** Start of Excerpt to read **
He said that Bytedance has access to every detail about your phone hardware, including how much disk space you have left, other apps you installed, things about your network (IP, router MAC, wifi access point name) and even your location – every 30 seconds or so. 

Tiktok lawsuit

A Tiktok class action lawsuit exists in the state of Illinois, asking Bytedance to pay penalties for how they handle user data. All persons who reside in the United States who used the TikTok or Musical.ly app prior to September 30, 2021, and all persons who used the apps to create videos by the same date, could submit a claim to be reimbursed for the way their personal information was used. Tiktok’s mother company, Bytedance, was force to pay out $92 million in the settlement.

But that was just the beginning and another Tiktok lawsuit is probably brewing.

tiktok

Democrat senator Amy Klobuchar and republican senator John Thune sent TikTok an openly released letter asking them what exactly they are doing with the biometric data they collect, particularly “faceprints” and “voiceprints”.
** End of Excerpt to read **
** Start of Material **
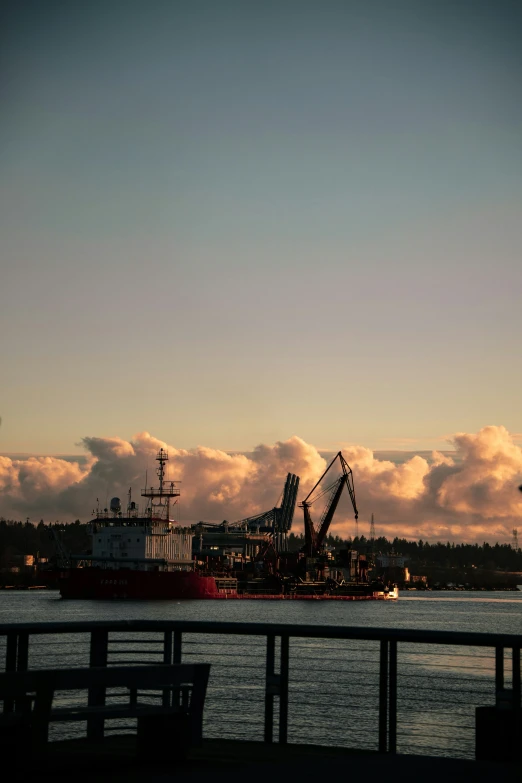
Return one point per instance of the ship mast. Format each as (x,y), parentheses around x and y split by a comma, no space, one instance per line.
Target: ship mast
** End of Material **
▶ _Task set_:
1/ Answer these from the passage on TikTok and user data above:
(a) About how often is a phone's location collected?
(b) How much did Bytedance pay out in the settlement?
(c) Which two kinds of biometric data does the senators' letter single out?
2/ Write the next part of the passage on TikTok and user data, starting after its last sentence.

▶ _Answers for this exercise_:
1/
(a) Every 30 seconds or so.
(b) $92 million.
(c) "Faceprints" and "voiceprints".

2/
As of now, Bytedance has not responded to the summons with any clarification. 

The letter was sent after TikTok’s privacy policy changed to mention that the app collects biometric data. TikTok can read your messages and they say so plainly in their privacy policy. They also say they can detect and use information “such as identifying the objects and scenery that appear, the existence and location within an image of face and body features and attributes, the nature of the audio, and the text of the words spoken in your User Content.”

I’s clear that, if you want a modicum of online privacy, you have to take some measures to protect yourself.  Let’s see how.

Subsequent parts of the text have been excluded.